Start Listed entries

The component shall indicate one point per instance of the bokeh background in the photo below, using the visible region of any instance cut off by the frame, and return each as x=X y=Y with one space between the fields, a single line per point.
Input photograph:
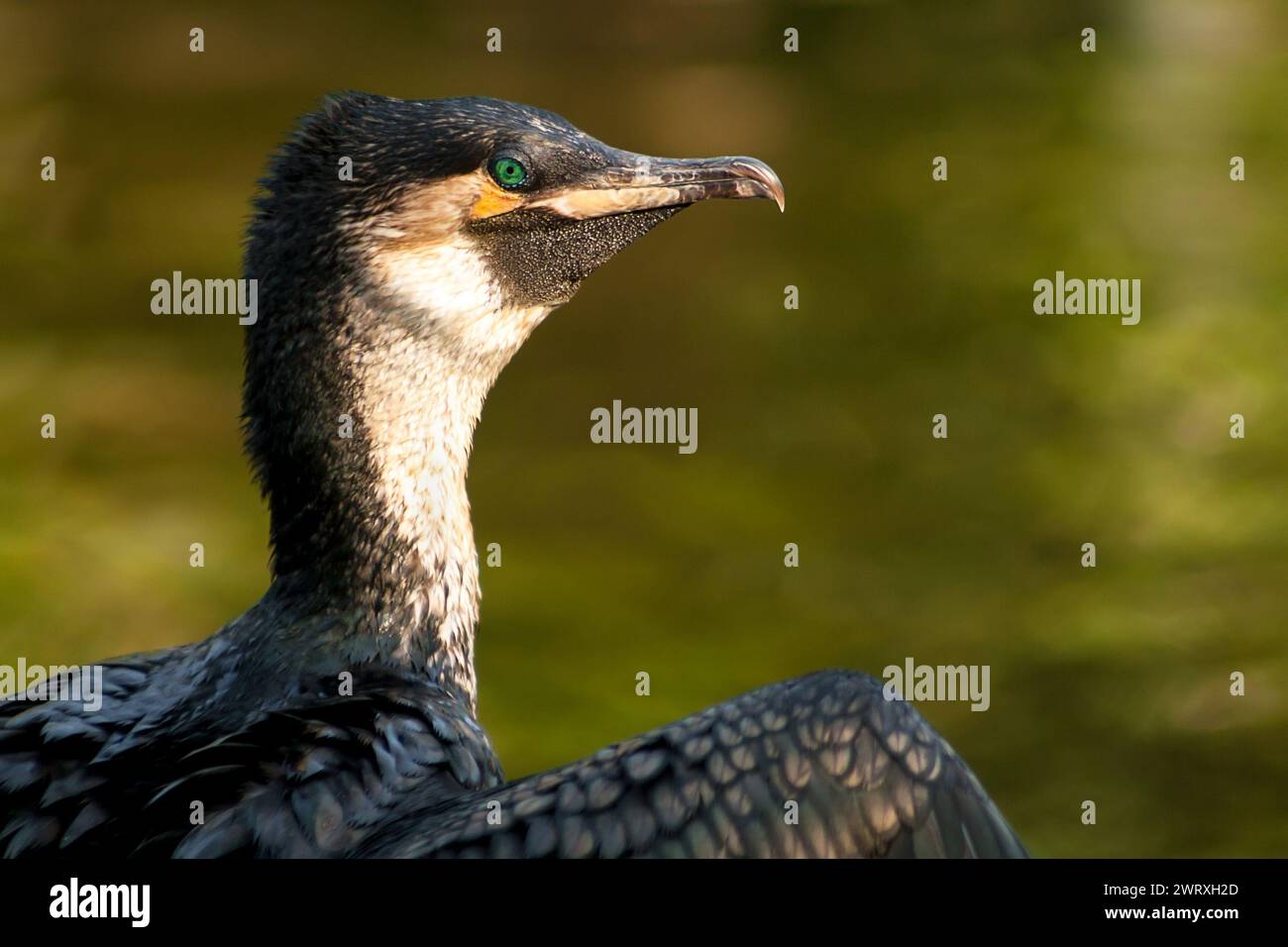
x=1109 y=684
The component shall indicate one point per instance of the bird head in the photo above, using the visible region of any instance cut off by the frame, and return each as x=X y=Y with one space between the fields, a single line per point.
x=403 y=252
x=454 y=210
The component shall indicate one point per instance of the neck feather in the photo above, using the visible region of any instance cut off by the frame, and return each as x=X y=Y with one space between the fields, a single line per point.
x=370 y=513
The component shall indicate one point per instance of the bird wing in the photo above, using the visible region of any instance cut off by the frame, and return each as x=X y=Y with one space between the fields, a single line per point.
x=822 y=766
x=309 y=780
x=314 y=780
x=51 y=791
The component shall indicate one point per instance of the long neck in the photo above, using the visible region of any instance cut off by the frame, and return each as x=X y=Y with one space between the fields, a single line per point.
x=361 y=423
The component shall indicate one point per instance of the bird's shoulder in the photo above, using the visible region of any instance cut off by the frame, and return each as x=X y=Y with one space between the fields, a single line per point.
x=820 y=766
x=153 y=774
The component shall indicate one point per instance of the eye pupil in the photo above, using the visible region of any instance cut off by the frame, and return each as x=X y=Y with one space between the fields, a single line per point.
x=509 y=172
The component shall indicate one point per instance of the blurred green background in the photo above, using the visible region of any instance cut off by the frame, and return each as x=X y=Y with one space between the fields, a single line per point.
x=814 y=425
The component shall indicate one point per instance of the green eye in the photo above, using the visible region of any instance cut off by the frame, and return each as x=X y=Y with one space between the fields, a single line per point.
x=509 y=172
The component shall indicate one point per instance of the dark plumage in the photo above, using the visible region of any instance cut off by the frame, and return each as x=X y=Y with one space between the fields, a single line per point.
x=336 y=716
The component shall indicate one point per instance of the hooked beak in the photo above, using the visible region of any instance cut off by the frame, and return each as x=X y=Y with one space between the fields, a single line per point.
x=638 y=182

End Listed entries

## Task
Turn all the lines above into a Markdown table with two columns, Row for the row number and Text for the line, and skip any blank lines. Leave the pictures out of the table.

## Exercise result
| Row | Text |
|---|---|
| 1 | The component shall indicate one point per instance of the bokeh background in the photo below, using the visible region of any instance cut off by the frame, and return each as x=X y=Y with one space between the fields, a single line per point. |
| 2 | Input photograph: |
| 3 | x=1109 y=684 |
| 4 | The component shall indicate one point per instance of the bird head in the photo above, using the visible region of any instance cut off by the frame, and return each as x=X y=Y with one space between the fields, a single line per point. |
| 5 | x=403 y=252 |
| 6 | x=454 y=210 |
| 7 | The component shall indicate one point per instance of the neck feather in the photo above, using the visible region of any instance cut off by the frame, and return each as x=X y=Y with one space between the fields, a single line per point. |
| 8 | x=370 y=513 |
| 9 | The component shall indicate one point per instance of the bird wing in the photo above, using the visible region of any instance cut off by the frame, and return each as x=X y=Y with one space between the fields, a single line per point. |
| 10 | x=822 y=766 |
| 11 | x=309 y=780 |
| 12 | x=314 y=780 |
| 13 | x=51 y=791 |
| 14 | The component shall indicate one point per instance of the long neck in the photo above, using the visible region of any instance cut off by the frame, and return each as x=X y=Y with one space between the fields, a single line per point. |
| 15 | x=361 y=423 |
| 16 | The component shall indicate one point per instance of the bird's shoulder in the photo above, using the visible region of any instance cut off by the frame, and return each as x=X y=Y with one space between the fields, a single line per point. |
| 17 | x=820 y=766 |
| 18 | x=153 y=774 |
| 19 | The component shall indicate one point per instance of the eye pupil in the photo above, using the visible region of any instance cut off by the frame, and return each as x=X y=Y with one space between the fields, a single line per point. |
| 20 | x=509 y=172 |
| 21 | The component shall indicate one point per instance of the blurred green background in the photo above, using the visible region of any instance cut off by the frame, and return each as x=X y=Y with one space between the fields, a single line per point. |
| 22 | x=814 y=425 |
| 23 | The component shall indicate one point per instance of the green eye in the photo above, using the visible region of any instance cut off by the frame, and return each as x=X y=Y with one space between the fields, a single line per point. |
| 24 | x=509 y=172 |
| 25 | The component shall indicate one point per instance of the dark plumage in the photo above, using the visible region of any instance cut off by the frame, and return each as x=X y=Y with one space between the fields, a single line per point. |
| 26 | x=336 y=716 |
| 27 | The component shall indicate one point per instance of the hooked beak in the photo above, using the visible region of any instance cut off by the frame, and return each as x=X y=Y with one space between the fields, a single line per point. |
| 28 | x=638 y=182 |